▶ Objective
Filter the listing below down to the lines that contain the word "winter", copying each matching line in full. Match case exactly.
-------- Given information
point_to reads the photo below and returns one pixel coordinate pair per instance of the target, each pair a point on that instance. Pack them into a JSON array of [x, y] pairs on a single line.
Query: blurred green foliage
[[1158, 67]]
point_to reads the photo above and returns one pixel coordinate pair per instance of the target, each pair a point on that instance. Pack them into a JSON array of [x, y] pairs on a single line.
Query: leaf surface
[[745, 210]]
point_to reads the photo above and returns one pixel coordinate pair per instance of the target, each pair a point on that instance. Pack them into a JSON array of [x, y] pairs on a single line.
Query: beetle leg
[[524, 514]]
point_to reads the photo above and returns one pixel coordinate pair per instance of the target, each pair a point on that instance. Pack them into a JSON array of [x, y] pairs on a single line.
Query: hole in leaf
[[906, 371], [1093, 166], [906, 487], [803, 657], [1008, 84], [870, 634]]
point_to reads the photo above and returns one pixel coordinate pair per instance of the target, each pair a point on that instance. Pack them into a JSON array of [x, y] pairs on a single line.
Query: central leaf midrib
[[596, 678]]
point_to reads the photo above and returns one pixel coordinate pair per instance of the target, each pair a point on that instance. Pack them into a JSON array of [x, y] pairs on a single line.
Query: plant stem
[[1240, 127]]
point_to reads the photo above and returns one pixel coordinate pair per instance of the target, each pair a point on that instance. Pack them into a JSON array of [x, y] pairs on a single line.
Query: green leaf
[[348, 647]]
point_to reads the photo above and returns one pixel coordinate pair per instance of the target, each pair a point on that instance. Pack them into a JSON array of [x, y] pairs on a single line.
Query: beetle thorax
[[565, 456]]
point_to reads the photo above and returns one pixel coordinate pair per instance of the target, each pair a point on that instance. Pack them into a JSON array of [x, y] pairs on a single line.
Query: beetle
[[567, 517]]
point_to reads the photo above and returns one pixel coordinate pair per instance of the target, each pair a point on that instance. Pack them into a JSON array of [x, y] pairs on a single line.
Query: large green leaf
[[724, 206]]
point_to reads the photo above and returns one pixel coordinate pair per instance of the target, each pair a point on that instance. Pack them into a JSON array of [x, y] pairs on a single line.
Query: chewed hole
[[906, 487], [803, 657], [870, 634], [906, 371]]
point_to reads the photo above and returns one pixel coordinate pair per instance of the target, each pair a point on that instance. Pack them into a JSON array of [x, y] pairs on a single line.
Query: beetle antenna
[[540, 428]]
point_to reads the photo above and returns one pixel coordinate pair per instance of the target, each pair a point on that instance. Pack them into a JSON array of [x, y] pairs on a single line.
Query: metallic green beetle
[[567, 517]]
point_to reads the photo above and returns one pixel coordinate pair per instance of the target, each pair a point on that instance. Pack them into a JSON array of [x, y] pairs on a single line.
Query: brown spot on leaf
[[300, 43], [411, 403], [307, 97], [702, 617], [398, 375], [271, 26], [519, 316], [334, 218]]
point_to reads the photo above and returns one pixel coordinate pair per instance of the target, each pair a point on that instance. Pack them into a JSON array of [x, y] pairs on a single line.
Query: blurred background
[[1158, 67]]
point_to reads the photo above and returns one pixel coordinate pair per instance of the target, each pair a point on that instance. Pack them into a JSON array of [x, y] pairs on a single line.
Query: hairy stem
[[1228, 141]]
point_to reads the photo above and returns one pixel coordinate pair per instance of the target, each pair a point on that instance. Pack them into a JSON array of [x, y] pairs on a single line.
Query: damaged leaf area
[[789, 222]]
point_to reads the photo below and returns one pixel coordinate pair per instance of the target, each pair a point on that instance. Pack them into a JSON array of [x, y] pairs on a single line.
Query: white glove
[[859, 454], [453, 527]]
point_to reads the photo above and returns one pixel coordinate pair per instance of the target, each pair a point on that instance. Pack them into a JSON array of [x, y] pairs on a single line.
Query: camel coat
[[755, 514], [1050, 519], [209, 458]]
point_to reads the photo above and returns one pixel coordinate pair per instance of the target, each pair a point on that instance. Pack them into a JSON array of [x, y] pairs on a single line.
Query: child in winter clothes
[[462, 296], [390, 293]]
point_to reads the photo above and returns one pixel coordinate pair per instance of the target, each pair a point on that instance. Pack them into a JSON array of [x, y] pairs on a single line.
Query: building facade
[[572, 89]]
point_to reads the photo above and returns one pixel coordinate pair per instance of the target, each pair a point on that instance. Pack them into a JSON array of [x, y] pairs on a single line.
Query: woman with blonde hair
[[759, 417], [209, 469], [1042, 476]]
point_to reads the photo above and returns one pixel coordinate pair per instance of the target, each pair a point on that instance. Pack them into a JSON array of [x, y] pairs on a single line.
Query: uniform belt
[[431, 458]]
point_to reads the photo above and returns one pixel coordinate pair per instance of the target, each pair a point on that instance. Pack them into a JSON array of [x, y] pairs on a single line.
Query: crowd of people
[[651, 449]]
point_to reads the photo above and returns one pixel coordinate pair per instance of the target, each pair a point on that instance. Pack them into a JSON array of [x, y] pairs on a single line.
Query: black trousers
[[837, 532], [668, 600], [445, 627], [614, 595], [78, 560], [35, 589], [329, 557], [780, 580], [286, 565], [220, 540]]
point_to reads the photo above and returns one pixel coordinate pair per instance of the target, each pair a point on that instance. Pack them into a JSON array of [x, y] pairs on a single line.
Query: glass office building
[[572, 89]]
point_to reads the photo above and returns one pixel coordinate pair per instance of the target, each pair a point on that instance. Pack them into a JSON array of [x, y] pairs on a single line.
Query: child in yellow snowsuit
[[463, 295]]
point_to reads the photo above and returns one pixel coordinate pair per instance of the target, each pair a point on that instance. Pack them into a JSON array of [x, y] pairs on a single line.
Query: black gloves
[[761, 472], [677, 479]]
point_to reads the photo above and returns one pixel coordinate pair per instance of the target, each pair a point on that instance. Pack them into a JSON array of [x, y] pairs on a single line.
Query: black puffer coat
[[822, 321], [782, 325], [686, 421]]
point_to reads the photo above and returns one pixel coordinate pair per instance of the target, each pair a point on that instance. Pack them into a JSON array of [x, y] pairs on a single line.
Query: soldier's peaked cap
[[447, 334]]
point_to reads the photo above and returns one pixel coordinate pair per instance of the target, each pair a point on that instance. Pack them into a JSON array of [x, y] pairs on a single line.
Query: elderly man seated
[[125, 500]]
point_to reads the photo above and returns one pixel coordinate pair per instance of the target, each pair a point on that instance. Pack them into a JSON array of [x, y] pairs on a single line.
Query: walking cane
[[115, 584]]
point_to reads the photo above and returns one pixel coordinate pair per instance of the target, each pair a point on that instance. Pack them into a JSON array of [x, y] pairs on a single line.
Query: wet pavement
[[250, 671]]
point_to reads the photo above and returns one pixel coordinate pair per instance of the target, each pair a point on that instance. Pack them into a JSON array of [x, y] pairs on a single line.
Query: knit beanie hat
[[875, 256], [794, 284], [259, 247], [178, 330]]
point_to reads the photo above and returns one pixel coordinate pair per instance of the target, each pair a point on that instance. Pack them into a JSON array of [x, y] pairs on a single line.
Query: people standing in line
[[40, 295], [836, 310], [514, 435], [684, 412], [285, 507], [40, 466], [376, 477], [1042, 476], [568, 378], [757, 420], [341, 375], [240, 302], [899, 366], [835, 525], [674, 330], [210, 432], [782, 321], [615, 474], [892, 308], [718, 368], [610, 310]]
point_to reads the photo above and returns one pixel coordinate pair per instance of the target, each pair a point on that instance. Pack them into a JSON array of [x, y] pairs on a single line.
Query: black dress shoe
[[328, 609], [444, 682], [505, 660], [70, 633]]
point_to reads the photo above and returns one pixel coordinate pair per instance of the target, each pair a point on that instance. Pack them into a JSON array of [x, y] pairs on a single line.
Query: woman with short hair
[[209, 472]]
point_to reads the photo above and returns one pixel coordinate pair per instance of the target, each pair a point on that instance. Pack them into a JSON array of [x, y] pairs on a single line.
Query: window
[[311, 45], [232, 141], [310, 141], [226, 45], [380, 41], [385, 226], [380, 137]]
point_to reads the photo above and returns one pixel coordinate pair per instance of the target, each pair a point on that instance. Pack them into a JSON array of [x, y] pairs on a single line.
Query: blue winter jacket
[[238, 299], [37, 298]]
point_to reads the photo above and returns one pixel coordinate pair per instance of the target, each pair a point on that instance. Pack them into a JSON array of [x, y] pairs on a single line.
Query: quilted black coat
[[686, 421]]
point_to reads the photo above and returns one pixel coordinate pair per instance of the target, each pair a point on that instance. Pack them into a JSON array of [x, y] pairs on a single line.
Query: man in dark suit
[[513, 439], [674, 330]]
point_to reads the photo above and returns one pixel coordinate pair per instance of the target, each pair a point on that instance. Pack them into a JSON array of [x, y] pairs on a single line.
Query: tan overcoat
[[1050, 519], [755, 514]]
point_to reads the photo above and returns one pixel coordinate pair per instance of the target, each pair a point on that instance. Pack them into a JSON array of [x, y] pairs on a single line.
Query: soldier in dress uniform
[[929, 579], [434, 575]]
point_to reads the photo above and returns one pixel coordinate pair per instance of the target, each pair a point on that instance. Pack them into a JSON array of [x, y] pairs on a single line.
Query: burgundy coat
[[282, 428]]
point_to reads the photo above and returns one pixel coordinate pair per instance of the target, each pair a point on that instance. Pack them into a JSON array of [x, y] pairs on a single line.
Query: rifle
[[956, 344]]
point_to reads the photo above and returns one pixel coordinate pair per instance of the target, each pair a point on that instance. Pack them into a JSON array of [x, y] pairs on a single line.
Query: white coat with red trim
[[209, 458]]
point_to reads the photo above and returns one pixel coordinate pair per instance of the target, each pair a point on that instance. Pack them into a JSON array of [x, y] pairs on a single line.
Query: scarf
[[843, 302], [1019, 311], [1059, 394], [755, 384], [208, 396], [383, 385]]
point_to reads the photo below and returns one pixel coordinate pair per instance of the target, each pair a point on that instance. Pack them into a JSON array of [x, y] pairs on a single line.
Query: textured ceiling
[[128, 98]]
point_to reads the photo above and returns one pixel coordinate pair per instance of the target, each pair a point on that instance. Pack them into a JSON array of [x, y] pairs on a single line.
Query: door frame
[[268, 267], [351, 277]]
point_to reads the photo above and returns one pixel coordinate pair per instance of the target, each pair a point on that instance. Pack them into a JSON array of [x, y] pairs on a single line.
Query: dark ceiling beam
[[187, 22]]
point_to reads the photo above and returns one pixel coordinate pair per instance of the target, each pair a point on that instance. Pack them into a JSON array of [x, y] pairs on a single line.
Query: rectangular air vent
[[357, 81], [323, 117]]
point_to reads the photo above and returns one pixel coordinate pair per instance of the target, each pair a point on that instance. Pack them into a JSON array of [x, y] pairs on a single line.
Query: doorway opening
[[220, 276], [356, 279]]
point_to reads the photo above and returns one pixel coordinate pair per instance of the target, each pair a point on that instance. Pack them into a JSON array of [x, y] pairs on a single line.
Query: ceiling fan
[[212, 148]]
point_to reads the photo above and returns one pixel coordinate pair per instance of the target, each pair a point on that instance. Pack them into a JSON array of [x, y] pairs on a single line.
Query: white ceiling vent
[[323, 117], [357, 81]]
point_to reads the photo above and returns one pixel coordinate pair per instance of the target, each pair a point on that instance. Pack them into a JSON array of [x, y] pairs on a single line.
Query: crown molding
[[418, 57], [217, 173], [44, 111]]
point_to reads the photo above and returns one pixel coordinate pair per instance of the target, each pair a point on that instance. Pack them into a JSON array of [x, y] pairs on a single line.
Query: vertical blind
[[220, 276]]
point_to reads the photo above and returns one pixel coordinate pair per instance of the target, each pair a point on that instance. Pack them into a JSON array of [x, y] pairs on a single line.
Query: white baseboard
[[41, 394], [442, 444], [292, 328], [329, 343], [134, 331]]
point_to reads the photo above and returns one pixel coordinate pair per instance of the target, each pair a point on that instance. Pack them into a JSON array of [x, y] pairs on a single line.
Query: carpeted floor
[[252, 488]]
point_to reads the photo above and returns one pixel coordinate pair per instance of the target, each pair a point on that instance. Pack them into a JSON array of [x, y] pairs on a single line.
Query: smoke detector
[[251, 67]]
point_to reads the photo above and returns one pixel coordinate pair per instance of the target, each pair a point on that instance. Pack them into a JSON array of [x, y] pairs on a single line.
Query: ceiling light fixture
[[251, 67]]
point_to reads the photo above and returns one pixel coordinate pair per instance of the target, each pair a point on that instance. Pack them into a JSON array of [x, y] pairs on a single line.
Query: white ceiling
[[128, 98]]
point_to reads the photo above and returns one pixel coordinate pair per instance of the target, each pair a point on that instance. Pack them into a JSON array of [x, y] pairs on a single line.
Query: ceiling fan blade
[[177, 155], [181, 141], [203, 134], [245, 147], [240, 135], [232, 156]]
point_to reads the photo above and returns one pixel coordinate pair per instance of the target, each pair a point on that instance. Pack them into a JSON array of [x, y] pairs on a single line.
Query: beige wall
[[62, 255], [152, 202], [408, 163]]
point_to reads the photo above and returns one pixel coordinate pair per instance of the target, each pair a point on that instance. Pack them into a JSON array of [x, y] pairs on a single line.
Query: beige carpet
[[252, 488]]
----------------
▶ Answer in full
Query: child in winter clothes
Query: blue winter jacket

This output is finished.